Records of labeled boxes:
begin
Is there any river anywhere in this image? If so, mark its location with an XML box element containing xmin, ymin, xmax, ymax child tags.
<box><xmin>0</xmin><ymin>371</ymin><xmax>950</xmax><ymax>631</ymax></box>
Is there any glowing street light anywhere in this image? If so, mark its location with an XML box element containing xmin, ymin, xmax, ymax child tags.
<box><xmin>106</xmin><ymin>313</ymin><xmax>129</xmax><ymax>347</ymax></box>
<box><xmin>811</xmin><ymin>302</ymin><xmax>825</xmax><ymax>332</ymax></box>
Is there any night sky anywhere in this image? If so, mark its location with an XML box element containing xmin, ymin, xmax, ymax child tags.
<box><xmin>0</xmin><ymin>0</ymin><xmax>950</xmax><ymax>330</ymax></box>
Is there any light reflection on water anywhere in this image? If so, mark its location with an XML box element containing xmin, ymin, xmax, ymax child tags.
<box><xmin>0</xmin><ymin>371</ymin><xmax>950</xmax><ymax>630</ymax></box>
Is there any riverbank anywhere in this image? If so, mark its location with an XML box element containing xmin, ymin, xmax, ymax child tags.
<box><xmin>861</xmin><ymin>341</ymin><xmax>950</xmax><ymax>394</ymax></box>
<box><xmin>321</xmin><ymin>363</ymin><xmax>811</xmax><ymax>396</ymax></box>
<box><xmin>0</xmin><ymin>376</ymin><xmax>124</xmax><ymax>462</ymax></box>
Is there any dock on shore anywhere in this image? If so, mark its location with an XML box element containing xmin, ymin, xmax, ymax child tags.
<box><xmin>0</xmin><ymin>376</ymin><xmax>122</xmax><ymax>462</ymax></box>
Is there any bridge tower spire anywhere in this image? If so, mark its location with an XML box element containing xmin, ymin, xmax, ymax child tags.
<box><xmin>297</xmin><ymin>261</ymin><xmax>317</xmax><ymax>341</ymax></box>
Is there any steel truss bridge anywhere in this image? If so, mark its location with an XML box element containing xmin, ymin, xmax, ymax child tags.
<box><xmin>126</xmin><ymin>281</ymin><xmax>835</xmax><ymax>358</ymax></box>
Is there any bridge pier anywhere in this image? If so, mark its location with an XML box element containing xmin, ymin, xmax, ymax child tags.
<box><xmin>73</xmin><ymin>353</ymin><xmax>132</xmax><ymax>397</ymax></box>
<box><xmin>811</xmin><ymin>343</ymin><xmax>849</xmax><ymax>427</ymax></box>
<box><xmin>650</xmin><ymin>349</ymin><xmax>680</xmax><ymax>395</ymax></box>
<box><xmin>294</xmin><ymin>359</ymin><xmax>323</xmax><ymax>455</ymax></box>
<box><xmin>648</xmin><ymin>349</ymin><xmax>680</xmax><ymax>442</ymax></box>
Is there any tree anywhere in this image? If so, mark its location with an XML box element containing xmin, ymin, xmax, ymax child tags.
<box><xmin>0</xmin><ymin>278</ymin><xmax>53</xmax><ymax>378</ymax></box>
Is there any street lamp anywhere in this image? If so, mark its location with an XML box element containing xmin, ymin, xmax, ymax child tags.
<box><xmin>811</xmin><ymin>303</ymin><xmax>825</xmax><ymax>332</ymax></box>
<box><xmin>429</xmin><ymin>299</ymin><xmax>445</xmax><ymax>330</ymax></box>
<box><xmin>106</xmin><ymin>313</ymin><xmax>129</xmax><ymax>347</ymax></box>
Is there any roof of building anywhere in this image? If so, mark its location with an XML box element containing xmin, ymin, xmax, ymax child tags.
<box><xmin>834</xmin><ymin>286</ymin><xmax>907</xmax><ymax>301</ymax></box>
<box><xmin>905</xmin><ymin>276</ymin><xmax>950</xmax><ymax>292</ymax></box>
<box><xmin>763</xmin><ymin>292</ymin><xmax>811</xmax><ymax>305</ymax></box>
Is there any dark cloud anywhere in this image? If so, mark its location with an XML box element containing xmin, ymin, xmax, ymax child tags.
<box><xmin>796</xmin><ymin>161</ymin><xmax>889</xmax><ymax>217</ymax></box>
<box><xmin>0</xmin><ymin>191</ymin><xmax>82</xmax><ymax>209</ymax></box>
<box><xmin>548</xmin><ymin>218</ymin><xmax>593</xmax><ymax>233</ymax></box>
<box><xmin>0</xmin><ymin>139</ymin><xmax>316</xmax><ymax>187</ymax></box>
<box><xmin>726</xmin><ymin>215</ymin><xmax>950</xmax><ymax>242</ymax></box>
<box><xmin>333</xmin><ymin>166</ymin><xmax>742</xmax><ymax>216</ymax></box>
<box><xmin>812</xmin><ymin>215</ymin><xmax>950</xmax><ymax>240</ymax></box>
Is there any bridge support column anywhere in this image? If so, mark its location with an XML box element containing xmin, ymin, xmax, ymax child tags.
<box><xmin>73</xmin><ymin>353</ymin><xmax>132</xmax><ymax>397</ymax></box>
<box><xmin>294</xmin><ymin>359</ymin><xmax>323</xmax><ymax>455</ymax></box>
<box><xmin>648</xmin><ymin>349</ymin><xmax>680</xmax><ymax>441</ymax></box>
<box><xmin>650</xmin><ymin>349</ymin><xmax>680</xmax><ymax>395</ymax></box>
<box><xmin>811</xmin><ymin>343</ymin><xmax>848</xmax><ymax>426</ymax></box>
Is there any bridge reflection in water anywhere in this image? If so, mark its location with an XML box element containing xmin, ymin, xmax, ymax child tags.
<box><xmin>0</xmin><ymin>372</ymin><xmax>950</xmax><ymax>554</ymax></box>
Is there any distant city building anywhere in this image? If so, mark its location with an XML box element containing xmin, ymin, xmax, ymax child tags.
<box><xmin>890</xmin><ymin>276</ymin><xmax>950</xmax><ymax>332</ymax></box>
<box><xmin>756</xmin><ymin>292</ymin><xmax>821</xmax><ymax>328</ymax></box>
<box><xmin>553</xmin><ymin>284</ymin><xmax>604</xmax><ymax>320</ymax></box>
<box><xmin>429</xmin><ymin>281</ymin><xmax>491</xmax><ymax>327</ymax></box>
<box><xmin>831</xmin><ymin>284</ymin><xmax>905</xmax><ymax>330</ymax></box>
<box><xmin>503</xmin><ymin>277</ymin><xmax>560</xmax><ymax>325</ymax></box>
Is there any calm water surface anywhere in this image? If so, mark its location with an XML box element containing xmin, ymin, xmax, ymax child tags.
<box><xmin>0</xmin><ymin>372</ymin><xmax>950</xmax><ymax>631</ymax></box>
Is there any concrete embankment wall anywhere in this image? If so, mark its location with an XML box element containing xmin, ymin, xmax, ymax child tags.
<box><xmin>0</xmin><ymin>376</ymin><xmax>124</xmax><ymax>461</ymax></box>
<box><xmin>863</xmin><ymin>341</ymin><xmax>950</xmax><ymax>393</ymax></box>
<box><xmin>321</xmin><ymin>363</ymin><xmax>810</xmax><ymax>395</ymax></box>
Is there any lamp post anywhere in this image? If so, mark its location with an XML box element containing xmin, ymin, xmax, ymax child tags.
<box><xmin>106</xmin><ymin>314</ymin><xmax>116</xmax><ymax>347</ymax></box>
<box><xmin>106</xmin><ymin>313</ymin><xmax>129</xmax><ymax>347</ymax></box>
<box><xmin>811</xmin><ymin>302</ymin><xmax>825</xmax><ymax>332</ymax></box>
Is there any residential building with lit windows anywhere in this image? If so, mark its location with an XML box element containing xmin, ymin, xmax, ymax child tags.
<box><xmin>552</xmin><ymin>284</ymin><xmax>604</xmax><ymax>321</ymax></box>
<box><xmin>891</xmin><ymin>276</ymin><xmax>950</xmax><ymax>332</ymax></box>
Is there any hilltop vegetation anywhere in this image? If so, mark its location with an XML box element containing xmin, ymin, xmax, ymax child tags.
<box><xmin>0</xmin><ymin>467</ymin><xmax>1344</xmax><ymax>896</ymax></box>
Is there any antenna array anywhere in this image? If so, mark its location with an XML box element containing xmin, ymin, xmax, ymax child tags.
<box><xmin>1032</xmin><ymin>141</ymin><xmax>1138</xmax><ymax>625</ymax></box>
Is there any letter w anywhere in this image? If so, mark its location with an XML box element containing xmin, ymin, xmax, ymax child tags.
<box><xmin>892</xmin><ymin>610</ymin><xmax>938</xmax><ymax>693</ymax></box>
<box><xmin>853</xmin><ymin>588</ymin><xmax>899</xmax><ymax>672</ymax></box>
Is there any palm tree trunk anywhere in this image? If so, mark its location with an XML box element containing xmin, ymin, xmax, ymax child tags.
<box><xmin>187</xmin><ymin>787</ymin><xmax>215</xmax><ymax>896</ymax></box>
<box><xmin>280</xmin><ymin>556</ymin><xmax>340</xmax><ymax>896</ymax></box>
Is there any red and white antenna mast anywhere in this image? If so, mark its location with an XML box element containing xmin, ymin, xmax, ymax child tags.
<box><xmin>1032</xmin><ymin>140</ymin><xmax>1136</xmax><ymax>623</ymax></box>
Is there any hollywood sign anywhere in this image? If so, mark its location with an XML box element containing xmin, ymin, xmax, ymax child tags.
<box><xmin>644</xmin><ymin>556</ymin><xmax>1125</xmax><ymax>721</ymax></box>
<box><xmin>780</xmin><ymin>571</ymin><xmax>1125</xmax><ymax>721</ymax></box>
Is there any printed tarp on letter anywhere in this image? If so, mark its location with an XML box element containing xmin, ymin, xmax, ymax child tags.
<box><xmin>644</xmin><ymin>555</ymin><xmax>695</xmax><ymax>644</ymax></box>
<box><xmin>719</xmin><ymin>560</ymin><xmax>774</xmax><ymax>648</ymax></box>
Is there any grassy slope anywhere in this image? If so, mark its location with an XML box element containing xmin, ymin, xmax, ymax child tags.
end
• **Task to carry out**
List every line of the listing above that contains the word "letter".

• **Solution**
Is there any letter w anywhere in this image? If so, mark its location with an XML box element containing xmin, ymin, xmax, ymax child tags.
Is there any printed tarp on letter anywhere in this image? If so, mark its location with an XML box element containing xmin, ymin, xmax, ymax child tags.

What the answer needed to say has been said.